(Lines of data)

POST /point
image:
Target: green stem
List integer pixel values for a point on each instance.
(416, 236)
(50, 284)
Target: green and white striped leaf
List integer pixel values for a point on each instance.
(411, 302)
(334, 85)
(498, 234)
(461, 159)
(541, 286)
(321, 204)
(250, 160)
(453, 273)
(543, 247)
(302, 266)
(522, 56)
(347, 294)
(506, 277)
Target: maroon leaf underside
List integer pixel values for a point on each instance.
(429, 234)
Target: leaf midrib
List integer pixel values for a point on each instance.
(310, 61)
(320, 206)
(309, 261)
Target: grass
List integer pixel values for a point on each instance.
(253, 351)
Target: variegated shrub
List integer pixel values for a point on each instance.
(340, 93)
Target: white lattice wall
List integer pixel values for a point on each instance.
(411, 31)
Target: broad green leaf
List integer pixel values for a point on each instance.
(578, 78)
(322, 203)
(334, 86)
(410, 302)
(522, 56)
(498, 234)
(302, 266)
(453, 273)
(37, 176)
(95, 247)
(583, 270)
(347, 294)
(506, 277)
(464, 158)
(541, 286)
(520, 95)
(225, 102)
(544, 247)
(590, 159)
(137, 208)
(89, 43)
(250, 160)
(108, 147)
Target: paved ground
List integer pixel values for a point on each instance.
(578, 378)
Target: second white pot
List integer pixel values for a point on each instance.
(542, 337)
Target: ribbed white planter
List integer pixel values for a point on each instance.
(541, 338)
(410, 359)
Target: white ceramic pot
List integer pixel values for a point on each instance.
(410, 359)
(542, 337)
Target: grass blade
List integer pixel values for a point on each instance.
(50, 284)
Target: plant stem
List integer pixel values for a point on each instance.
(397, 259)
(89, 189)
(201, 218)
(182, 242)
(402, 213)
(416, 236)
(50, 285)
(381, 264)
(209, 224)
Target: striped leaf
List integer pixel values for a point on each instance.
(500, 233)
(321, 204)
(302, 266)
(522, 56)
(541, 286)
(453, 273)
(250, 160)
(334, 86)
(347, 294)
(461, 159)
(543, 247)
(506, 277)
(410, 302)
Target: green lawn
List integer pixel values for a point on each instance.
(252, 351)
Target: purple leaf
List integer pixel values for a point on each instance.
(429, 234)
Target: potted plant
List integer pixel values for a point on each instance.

### [EXERCISE]
Swap every "Target" in the lines above for "Object", and leave every other part of the lines unchanged.

### [EXERCISE RESULT]
POST /point
image:
Object: green stem
List integer pixel values for a point on each instance.
(416, 236)
(50, 284)
Object: green and white striped leaf
List integer pixel values for a point on each instance.
(411, 302)
(334, 85)
(498, 234)
(461, 159)
(541, 286)
(321, 204)
(250, 160)
(453, 273)
(543, 247)
(302, 266)
(522, 56)
(347, 294)
(506, 277)
Object: maroon leaf underside
List integer pixel values for a point on each instance.
(429, 234)
Object: leaf midrib
List integer pixel values for a point on each instance.
(310, 61)
(320, 206)
(309, 261)
Object: grass
List integer pixel values for a point on each instance.
(253, 351)
Object: variegated shrub
List integer pixel values for a point on each instance.
(340, 93)
Object: white lattice wall
List integer pixel values for a point on each instance.
(411, 31)
Object: broad green leaf
List integer pixel values for a point on each instance.
(578, 78)
(322, 203)
(334, 86)
(410, 302)
(522, 56)
(498, 234)
(302, 266)
(453, 273)
(37, 176)
(95, 247)
(583, 270)
(347, 294)
(506, 277)
(464, 158)
(541, 286)
(520, 95)
(225, 102)
(544, 247)
(590, 159)
(137, 208)
(89, 43)
(250, 160)
(108, 147)
Object: paved ground
List integer pixel values for a point on each instance.
(578, 378)
Object: second white pot
List integer pixel values for a point on each instance.
(542, 337)
Object: ribbed white planter
List integer pixel values for a point on each instance.
(541, 338)
(410, 359)
Object: white ceramic pot
List integer pixel values for a point on each instance.
(410, 359)
(542, 337)
Object: grass blade
List integer pixel values for a point on each instance.
(50, 284)
Object: plant stem
List integer pixel values for a point on each instance.
(397, 259)
(89, 189)
(201, 218)
(182, 242)
(402, 213)
(416, 236)
(50, 285)
(381, 264)
(209, 224)
Object: striped leaf
List integer pixel values for a point on each instance.
(500, 233)
(321, 204)
(302, 266)
(522, 56)
(541, 286)
(453, 273)
(250, 160)
(334, 86)
(347, 294)
(461, 159)
(543, 247)
(506, 277)
(410, 302)
Object: green lawn
List integer pixel values for a point on each instance.
(252, 351)
Object: purple leaf
List integer pixel values for a point on each instance.
(429, 234)
Object: potted plant
List integer pixel values for a point on each instance.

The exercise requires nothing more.